Komunitas Masyarakat adat Cek Bocek, hingga saat ini masih menjalankan ritual-ritual adat yang tidak pernah hilang dari generasi ke generasi, ritual tetap dijaga sebagai warisan budaya dari para leluhur senantiasa mendapat penghormatan yang setinggi-tingginya dalam hati setiap warga masyarakat tradisional ini.      Â
Prosesi Jango Kubur Leluhur di kawasan Lawang Sasi
Setiap awal Syawal, komunitas Cek Bocek melaksanakan Jango Kubur Leluhur untuk menghormati para leluhur yang mewariskan ilmu, nilai, dan wilayah adat. Ritual ini juga mempererat silaturahmi anggota masyarakat yang tersebar di berbagai wilayah.
Sehari sebelumnya, warga berkumpul di pemukiman Lawin untuk bermalam dan bersilaturahmi. Perempuan menyiapkan perbekalan, sementara laki-laki mempersiapkan perjalanan ziarah.
=-=-=-=-=
Jawab pertanyaan ini dari kutipan tentang ritual adat Cek Bocek di atas.
(a) Kapan komunitas Cek Bocek melaksanakan Jango Kubur Leluhur?
(b) Di mana warga berkumpul sehari sebelum ritual itu?
(c) Apa yang disiapkan oleh perempuan?
Baris data di bawah ini diambil dari sumber lain.

(Baris data tentang letak objek)
=-=-=-=-=
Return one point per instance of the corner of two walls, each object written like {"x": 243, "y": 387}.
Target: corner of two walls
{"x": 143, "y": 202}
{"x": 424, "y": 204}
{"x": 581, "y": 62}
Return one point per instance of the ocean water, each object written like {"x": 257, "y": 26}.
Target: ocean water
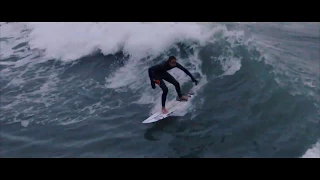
{"x": 82, "y": 90}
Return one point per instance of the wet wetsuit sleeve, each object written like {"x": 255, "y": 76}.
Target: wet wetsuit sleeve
{"x": 185, "y": 71}
{"x": 151, "y": 73}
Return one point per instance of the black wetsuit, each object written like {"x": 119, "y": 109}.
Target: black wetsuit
{"x": 159, "y": 73}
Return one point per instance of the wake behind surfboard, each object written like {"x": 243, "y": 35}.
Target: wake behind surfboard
{"x": 173, "y": 107}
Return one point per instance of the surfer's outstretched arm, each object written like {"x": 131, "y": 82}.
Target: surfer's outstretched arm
{"x": 187, "y": 72}
{"x": 151, "y": 76}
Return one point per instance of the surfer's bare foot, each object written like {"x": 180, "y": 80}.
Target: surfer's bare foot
{"x": 164, "y": 110}
{"x": 184, "y": 98}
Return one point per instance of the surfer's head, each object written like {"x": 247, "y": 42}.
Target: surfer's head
{"x": 172, "y": 61}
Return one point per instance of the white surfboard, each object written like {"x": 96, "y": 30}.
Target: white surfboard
{"x": 172, "y": 107}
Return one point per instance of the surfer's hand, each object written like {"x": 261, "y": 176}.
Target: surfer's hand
{"x": 195, "y": 82}
{"x": 153, "y": 85}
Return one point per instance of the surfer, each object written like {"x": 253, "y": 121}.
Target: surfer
{"x": 158, "y": 73}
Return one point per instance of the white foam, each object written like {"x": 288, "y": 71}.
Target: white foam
{"x": 70, "y": 41}
{"x": 313, "y": 152}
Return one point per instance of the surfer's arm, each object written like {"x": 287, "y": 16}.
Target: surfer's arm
{"x": 186, "y": 71}
{"x": 151, "y": 73}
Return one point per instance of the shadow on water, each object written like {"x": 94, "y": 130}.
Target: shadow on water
{"x": 157, "y": 127}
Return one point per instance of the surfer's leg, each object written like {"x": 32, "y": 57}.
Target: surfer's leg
{"x": 164, "y": 88}
{"x": 173, "y": 81}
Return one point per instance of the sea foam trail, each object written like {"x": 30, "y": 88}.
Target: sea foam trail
{"x": 70, "y": 41}
{"x": 313, "y": 152}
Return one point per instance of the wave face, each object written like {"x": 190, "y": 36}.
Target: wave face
{"x": 82, "y": 90}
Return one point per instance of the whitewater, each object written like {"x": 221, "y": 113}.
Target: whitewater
{"x": 82, "y": 89}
=-=-=-=-=
> _Jawaban Berikut_
(a) Setiap awal Syawal.
(b) Di pemukiman Lawin.
(c) Perbekalan.